» **OBJECTIF ÉNONCÉ 1**: Reproduisez tel quel le passage du texte sur les Kurdes de Turquie qui va de « Des quelque 10 » jusqu'à « a priori, surprend. » inclus.

» **EXTRAIT FOURNI**:

◆ ◆ ◆ ◆ ◆ ◆ ◆

Des quelque 10 millions de Kurdes de Turquie vivant dans le sud-est de l'Anatolie, on connaît la lutte politique et armée face à l'État turc depuis plusieurs décennies. On sait aussi que, depuis le début de la guerre en Syrie, beaucoup de militants du Parti des travailleurs du Kurdistan (PKK) ont rejoint leurs frères kurdes de Syrie sur le front contre l'État Islamique, à Kobané et Tal Abyad. Ce que l'on sait moins, c'est que de plus en plus de Kurdes rejoignent les rangs de l'EI. Une réalité qui, a priori, surprend.
« Personne ne devrait être étonné. La radicalisation des Kurdes de Bingöl et d'ailleurs ne date pas de l'apparition de l'EI. Elle est directement liée à la crise sociale et politique qui déchire la région kurde. Elle questionne d'ailleurs la vision simpliste d'une société kurde unifiée et homogène », assène Mehmet Kurt, chercheur associé à l'université Queen Mary de Londres et professeur assistant de sociologie à l'Université de Bingöl, où il travaille sur la radicalisation islamiste dans le sud-est de l'Anatolie.

◆ ◆ ◆ ◆ ◆ ◆ ◆

» **EXTRAIT DE DONNÉES**:
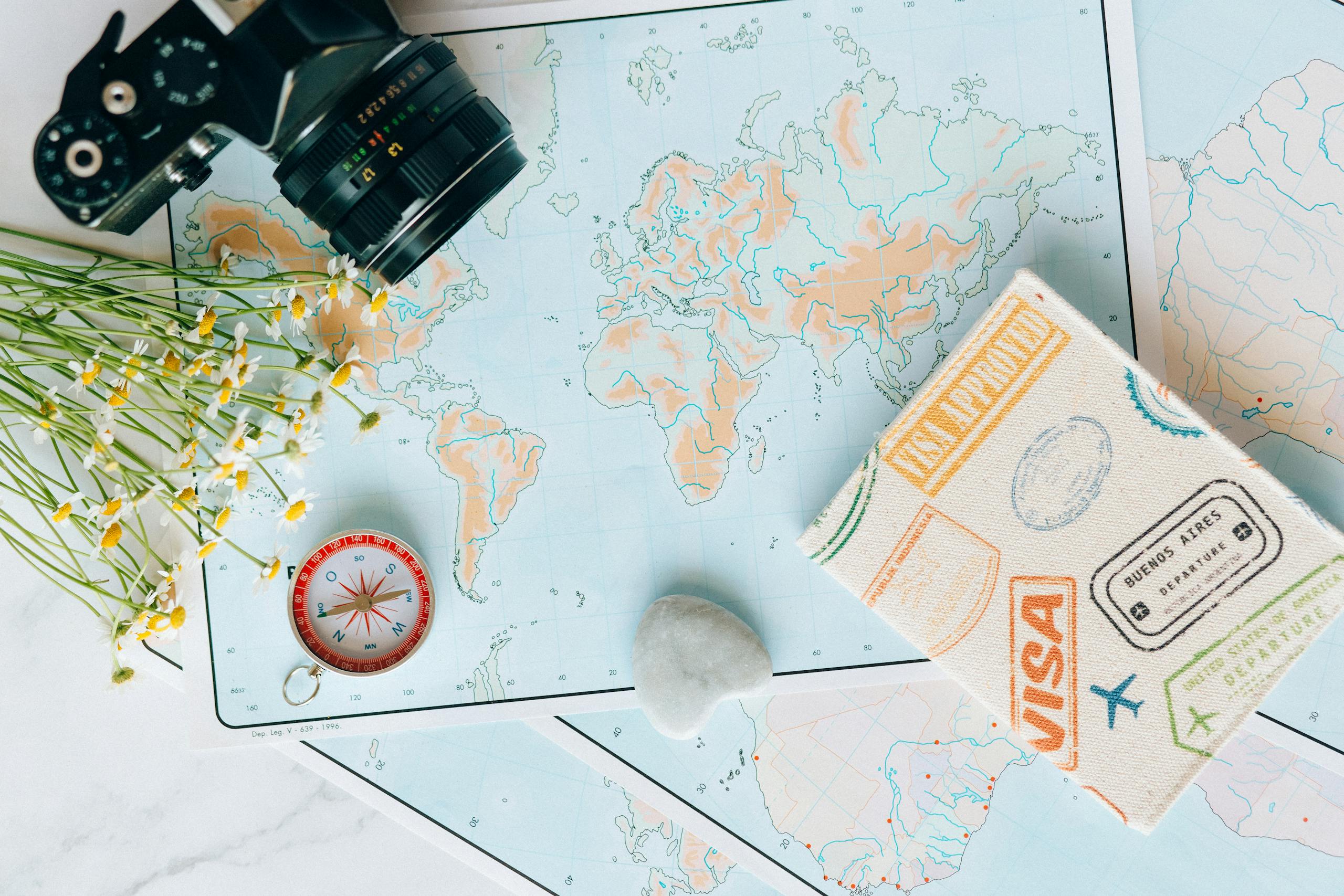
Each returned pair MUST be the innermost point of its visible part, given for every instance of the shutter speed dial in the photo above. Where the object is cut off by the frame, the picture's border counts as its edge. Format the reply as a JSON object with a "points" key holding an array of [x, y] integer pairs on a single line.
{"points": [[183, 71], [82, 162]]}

◆ ◆ ◆ ◆ ◆ ◆ ◆

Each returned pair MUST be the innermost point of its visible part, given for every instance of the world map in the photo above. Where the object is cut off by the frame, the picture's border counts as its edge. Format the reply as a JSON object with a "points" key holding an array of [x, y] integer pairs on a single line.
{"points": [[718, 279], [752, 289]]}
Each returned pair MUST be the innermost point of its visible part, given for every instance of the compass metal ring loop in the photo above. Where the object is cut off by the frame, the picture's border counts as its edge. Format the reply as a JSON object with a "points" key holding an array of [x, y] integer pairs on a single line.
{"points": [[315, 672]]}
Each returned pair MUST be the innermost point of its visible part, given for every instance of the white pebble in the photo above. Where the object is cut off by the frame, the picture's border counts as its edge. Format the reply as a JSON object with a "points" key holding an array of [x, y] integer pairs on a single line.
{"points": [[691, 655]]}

◆ ◆ ◆ ◆ ◆ ◆ ◆

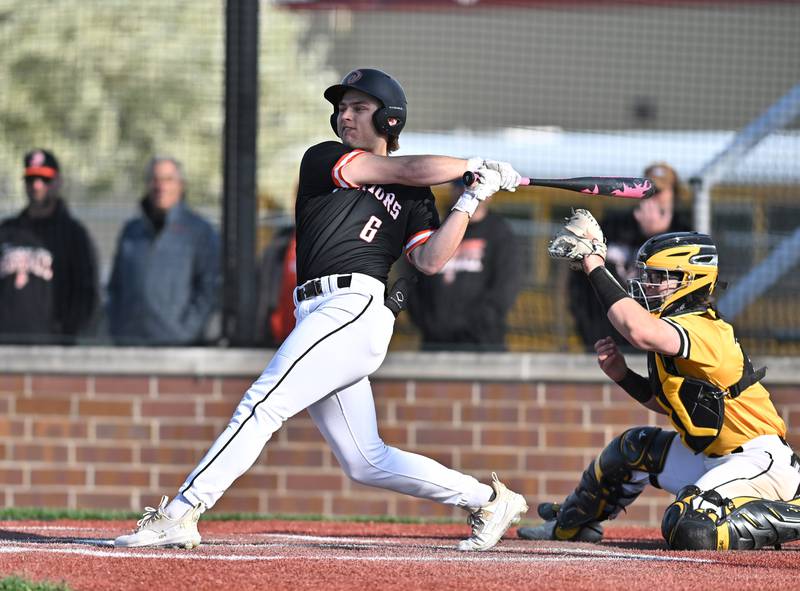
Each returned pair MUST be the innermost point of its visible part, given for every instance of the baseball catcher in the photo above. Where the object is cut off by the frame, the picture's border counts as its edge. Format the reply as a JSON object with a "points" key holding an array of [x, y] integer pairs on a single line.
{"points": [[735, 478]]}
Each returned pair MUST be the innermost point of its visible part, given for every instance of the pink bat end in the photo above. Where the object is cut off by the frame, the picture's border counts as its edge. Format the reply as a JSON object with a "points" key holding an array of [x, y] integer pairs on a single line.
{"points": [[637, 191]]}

◆ ◆ ◆ ◆ ◆ ◆ ◆

» **OBJECTIF ÉNONCÉ 2**: Repérez parmi les lignes ci-dessus toutes celles qui contiennent la chaîne « speed », en respectant la casse, puis recopiez-les.

» **RÉPONSE FINALE 1**:
Des quelque 10 millions de Kurdes de Turquie vivant dans le sud-est de l'Anatolie, on connaît la lutte politique et armée face à l'État turc depuis plusieurs décennies. On sait aussi que, depuis le début de la guerre en Syrie, beaucoup de militants du Parti des travailleurs du Kurdistan (PKK) ont rejoint leurs frères kurdes de Syrie sur le front contre l'État Islamique, à Kobané et Tal Abyad. Ce que l'on sait moins, c'est que de plus en plus de Kurdes rejoignent les rangs de l'EI. Une réalité qui, a priori, surprend.

» **RÉPONSE FINALE 2**:
Each returned pair MUST be the innermost point of its visible part, given for every instance of the shutter speed dial in the photo above. Where the object is cut off by the frame, the picture's border counts as its edge. Format the reply as a JSON object with a "points" key holding an array of [x, y] integer pairs on a single line.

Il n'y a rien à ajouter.